**Information shown**
··········

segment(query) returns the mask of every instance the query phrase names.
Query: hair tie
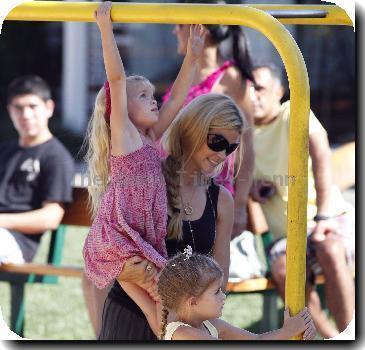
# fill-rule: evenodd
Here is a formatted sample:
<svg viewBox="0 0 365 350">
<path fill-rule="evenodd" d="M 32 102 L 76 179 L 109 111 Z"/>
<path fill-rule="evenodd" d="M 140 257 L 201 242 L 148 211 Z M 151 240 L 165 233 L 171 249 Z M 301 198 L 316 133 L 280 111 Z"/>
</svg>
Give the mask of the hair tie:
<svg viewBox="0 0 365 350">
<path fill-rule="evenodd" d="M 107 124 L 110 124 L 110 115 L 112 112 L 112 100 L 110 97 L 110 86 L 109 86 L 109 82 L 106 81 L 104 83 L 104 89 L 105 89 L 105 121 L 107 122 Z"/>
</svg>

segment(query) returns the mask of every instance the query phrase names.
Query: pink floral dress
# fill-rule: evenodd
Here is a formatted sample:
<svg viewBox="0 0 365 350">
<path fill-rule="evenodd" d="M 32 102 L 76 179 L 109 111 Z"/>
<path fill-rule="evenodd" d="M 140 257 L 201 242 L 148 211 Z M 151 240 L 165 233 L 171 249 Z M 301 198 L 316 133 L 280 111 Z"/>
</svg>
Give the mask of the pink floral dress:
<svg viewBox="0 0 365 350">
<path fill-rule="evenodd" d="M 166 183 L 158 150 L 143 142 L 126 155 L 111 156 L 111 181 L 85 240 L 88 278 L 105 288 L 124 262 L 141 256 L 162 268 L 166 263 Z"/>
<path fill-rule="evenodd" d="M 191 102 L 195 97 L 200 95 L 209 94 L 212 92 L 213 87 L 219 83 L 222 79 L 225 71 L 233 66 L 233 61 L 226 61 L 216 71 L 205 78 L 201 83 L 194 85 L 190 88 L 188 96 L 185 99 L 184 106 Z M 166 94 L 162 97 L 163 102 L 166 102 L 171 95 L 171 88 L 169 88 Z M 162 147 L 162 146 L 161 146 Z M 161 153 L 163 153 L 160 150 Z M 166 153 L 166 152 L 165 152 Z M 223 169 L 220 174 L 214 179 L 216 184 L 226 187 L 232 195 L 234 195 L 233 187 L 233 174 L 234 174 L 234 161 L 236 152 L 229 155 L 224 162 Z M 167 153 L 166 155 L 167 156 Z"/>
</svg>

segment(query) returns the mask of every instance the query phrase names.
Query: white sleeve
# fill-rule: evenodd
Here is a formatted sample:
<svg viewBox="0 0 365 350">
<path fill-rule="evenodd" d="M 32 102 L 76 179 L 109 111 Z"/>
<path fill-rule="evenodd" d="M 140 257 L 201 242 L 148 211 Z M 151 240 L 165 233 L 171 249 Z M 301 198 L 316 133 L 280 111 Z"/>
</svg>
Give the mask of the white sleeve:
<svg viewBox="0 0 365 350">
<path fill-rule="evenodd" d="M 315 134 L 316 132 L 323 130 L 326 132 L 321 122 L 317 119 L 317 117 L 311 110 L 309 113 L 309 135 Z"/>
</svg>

··········

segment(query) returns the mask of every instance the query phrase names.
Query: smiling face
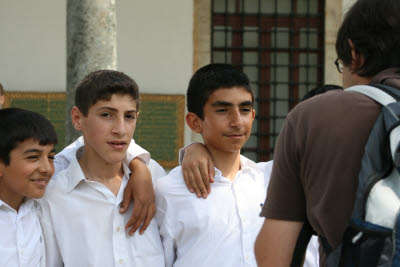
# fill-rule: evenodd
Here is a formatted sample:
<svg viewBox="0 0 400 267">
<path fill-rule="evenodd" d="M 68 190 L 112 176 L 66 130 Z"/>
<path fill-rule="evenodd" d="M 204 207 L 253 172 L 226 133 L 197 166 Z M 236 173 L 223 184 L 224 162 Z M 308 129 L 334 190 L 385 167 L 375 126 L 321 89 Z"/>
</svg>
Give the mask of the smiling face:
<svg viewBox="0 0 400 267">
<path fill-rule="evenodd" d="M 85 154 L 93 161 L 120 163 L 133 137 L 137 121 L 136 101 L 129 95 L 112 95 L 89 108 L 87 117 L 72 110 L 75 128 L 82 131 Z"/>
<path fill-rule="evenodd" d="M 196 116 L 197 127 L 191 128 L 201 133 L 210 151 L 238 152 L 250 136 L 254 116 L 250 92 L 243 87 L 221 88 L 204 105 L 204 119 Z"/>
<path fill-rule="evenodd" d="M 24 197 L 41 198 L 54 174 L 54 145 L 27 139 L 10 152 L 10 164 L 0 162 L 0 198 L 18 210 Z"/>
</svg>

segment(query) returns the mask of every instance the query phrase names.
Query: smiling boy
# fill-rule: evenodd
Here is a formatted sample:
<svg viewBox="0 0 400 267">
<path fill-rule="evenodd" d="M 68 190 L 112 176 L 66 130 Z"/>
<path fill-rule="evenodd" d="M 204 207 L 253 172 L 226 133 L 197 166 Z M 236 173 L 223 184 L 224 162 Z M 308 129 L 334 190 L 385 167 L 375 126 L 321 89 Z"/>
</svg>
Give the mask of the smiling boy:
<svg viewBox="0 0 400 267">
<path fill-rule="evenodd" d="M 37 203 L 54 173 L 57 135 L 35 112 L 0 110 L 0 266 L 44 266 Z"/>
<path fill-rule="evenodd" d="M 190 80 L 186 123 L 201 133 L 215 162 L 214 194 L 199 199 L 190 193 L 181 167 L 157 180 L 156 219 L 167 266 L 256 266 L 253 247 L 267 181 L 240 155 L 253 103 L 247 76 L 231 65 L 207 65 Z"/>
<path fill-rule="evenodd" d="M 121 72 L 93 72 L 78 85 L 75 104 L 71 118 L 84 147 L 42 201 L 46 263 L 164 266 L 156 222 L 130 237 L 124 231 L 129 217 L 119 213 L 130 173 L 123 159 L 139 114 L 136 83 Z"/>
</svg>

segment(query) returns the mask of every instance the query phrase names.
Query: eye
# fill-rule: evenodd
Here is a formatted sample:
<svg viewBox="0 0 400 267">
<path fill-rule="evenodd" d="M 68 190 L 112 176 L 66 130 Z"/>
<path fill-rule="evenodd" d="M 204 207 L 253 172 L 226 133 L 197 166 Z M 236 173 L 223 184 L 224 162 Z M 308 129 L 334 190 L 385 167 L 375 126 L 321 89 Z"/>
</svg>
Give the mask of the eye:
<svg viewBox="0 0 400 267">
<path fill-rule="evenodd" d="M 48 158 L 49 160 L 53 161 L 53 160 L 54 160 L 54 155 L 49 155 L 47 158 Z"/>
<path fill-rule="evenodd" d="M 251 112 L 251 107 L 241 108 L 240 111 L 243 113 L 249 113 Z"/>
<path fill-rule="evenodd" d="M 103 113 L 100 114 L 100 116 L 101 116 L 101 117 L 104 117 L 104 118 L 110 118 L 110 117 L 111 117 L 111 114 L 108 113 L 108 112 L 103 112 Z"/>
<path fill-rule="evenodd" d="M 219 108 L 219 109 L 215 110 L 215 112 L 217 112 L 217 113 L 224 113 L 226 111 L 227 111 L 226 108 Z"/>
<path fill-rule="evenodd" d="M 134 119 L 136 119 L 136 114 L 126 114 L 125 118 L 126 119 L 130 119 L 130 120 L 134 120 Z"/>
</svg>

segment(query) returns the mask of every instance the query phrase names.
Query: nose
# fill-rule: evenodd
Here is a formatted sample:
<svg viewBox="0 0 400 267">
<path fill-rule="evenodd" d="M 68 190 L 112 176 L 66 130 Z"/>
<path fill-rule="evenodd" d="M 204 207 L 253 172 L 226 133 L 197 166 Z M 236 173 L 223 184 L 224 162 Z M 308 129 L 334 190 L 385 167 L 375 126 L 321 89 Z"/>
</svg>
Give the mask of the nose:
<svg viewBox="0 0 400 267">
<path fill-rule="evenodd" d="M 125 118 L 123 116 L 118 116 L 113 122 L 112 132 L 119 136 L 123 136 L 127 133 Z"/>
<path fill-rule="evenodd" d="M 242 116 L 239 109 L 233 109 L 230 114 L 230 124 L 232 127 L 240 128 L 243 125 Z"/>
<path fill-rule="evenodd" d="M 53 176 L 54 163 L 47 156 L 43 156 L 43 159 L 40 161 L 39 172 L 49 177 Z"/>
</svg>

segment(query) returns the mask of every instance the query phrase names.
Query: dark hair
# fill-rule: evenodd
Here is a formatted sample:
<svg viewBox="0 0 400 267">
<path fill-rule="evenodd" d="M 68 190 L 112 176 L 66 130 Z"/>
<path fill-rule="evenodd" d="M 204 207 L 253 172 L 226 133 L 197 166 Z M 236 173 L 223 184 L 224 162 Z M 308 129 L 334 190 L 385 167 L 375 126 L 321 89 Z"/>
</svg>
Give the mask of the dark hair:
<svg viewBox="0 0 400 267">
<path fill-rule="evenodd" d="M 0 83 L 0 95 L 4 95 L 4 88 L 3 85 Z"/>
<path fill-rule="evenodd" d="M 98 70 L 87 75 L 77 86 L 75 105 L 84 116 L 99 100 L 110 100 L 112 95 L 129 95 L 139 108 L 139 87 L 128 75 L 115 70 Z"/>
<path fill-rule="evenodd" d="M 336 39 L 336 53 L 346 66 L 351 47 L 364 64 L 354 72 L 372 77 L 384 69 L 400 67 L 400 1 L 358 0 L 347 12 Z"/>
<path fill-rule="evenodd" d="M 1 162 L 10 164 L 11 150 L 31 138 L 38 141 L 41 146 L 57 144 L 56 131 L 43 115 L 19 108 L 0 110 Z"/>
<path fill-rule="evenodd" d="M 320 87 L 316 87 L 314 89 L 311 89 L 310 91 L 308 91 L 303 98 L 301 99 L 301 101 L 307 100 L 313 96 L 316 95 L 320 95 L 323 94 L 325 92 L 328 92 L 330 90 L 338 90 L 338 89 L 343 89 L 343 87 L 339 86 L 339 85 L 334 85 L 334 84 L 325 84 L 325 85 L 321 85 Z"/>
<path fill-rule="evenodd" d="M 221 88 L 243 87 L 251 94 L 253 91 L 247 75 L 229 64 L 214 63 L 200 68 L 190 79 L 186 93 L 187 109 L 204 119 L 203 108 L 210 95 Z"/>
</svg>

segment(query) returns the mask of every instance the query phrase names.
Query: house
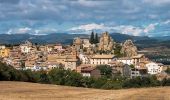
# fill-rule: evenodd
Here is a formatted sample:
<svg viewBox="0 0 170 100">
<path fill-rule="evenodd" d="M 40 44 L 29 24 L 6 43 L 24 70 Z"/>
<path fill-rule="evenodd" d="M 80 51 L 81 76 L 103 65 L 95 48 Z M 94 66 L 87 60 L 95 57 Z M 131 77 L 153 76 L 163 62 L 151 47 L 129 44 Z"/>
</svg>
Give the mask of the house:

··········

**Requirement**
Each line with "house" in it must be identified and copied from the material.

**Your response**
Query: house
Give the mask of the house:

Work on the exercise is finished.